What you need to do
Reproduce all the lines below exactly and omit the images.

Picture shape labeling items
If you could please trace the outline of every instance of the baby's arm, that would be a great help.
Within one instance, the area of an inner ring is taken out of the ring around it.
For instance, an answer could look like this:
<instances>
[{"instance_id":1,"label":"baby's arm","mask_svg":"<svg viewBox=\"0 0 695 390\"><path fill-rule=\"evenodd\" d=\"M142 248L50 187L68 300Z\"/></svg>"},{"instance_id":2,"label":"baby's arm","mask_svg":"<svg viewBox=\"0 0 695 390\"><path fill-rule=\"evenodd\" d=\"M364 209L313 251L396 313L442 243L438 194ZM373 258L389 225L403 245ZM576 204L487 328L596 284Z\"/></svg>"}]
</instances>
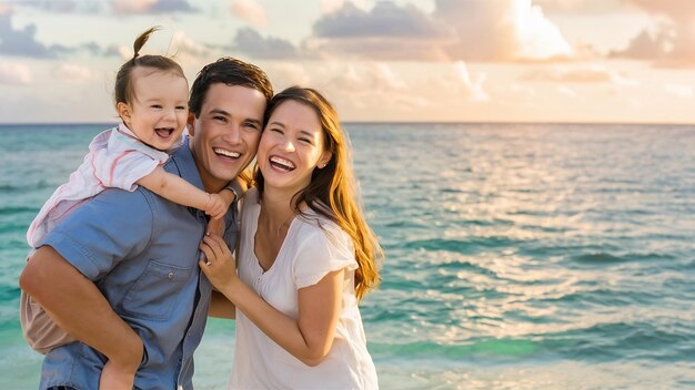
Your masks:
<instances>
[{"instance_id":1,"label":"baby's arm","mask_svg":"<svg viewBox=\"0 0 695 390\"><path fill-rule=\"evenodd\" d=\"M221 218L234 201L234 193L229 189L223 189L220 194L208 194L161 166L140 178L138 184L173 203L202 209L213 218Z\"/></svg>"}]
</instances>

Complete answer
If you could please trace the outline of every instance of the baby's arm, that would be a great help.
Within one instance, the area of an inner ring is taken out of the ring around it.
For instance, an answer could look like this:
<instances>
[{"instance_id":1,"label":"baby's arm","mask_svg":"<svg viewBox=\"0 0 695 390\"><path fill-rule=\"evenodd\" d=\"M142 248L50 187L68 300Z\"/></svg>"},{"instance_id":2,"label":"baby's arm","mask_svg":"<svg viewBox=\"0 0 695 390\"><path fill-rule=\"evenodd\" d=\"M364 209L313 251L396 313L442 243L438 194ZM373 258L389 225L403 245ZM576 204L487 328L596 284Z\"/></svg>"}]
</instances>
Your masks:
<instances>
[{"instance_id":1,"label":"baby's arm","mask_svg":"<svg viewBox=\"0 0 695 390\"><path fill-rule=\"evenodd\" d=\"M221 218L234 201L234 193L229 189L223 189L220 194L208 194L161 166L140 178L138 184L173 203L202 209L213 218Z\"/></svg>"}]
</instances>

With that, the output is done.